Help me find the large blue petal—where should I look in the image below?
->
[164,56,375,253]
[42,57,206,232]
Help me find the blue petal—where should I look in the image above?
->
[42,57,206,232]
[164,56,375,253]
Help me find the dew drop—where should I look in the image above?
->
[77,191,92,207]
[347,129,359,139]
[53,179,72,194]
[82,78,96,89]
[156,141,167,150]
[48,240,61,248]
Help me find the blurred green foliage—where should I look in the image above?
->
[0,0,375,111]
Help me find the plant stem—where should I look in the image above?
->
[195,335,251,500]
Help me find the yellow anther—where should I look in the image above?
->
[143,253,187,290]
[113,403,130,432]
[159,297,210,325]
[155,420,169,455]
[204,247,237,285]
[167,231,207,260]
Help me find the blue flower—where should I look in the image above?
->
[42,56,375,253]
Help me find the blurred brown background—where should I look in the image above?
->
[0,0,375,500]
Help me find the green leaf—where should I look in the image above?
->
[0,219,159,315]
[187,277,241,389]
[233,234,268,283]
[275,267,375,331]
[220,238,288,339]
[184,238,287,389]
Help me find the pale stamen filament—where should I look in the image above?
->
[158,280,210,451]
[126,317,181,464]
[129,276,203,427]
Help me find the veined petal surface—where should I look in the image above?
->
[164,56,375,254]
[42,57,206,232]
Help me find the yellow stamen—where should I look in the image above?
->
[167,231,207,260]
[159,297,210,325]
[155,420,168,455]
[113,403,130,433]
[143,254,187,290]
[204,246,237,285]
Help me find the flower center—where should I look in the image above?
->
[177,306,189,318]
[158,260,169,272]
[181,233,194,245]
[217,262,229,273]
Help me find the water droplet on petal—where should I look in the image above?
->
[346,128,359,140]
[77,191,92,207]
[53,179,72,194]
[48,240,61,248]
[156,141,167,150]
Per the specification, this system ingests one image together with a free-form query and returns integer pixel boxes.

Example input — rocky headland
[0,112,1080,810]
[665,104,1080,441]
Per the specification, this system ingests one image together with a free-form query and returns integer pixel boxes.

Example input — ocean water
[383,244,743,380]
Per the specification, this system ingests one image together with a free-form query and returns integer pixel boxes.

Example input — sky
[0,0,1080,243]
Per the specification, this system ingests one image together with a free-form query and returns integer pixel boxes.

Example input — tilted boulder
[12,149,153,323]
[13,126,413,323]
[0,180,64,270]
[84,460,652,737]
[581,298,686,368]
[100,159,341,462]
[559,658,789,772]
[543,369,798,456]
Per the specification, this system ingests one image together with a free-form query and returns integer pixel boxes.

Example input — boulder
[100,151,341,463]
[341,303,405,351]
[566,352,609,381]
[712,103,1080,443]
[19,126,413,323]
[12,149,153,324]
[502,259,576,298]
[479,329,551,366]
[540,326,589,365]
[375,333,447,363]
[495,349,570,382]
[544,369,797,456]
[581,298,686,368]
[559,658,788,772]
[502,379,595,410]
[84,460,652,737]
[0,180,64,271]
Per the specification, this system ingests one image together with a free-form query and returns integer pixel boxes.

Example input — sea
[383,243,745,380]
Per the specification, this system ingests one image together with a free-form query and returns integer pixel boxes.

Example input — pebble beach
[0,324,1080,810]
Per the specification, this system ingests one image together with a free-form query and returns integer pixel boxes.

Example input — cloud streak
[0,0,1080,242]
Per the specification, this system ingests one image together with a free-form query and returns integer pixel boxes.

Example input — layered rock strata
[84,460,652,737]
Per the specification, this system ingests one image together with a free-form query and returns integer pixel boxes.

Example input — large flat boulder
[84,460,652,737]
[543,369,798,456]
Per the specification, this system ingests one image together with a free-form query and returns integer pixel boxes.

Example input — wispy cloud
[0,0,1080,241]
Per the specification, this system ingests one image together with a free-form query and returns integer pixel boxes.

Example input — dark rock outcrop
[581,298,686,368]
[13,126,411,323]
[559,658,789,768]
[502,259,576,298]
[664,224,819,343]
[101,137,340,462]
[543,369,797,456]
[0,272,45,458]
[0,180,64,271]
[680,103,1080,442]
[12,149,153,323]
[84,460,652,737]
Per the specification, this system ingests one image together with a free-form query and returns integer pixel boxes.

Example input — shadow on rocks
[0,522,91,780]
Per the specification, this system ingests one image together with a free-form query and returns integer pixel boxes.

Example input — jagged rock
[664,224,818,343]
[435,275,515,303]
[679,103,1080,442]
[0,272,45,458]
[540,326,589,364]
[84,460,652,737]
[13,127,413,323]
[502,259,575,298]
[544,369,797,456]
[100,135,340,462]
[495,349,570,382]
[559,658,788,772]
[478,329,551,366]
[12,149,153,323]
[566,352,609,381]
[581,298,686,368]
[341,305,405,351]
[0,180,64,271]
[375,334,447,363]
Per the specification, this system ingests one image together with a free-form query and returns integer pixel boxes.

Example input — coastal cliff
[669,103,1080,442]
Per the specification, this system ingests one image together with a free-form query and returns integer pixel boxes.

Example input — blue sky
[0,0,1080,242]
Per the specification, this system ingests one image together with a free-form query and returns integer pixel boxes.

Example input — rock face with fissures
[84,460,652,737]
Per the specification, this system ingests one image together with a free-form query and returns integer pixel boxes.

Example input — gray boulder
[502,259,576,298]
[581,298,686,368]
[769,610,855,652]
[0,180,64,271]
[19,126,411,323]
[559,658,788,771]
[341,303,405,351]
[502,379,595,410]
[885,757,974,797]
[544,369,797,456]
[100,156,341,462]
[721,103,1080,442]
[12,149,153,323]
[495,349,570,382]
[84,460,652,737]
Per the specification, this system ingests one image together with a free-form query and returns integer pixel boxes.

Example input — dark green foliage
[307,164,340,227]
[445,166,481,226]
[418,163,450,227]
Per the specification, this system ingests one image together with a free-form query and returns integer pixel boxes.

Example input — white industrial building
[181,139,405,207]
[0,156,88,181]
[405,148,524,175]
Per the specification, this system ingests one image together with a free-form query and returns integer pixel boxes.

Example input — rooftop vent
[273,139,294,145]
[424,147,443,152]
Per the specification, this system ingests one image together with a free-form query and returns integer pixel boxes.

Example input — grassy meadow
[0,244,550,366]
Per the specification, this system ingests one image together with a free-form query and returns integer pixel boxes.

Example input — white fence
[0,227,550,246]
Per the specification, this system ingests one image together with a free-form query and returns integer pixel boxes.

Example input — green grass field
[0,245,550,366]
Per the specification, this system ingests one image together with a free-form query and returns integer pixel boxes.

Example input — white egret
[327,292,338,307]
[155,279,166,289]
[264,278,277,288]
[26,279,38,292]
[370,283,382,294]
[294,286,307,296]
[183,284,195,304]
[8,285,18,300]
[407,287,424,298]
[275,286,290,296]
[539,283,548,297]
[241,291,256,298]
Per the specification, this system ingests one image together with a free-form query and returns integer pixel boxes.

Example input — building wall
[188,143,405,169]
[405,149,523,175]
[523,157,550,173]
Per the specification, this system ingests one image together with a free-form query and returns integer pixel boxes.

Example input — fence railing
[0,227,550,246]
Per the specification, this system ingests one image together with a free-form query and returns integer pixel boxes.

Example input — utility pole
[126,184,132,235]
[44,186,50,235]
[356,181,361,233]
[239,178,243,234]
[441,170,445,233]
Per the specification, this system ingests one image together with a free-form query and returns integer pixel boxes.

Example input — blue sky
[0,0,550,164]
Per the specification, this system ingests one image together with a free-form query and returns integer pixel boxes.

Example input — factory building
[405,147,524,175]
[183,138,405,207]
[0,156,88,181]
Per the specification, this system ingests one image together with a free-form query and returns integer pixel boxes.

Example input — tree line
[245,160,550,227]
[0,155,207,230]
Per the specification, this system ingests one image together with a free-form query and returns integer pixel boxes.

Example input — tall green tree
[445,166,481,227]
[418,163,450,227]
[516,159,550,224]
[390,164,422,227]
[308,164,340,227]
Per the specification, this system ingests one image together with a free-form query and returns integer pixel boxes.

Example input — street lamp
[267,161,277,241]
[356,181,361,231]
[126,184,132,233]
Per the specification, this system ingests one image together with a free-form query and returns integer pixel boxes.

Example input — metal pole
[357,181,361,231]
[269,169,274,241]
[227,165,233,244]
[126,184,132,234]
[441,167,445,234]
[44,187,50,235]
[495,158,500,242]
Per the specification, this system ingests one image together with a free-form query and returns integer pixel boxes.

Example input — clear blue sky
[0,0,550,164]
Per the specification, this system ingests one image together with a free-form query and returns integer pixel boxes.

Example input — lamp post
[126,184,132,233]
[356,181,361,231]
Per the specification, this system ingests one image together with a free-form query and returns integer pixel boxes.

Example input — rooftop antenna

REQUIRED WORK: Report each line of the listing that contains the word "boulder", and copy every such line in full.

WRITTEN REPLY:
Example input — tilted boulder
Example input — boulder
Example input — large flat boulder
Example input — gray boulder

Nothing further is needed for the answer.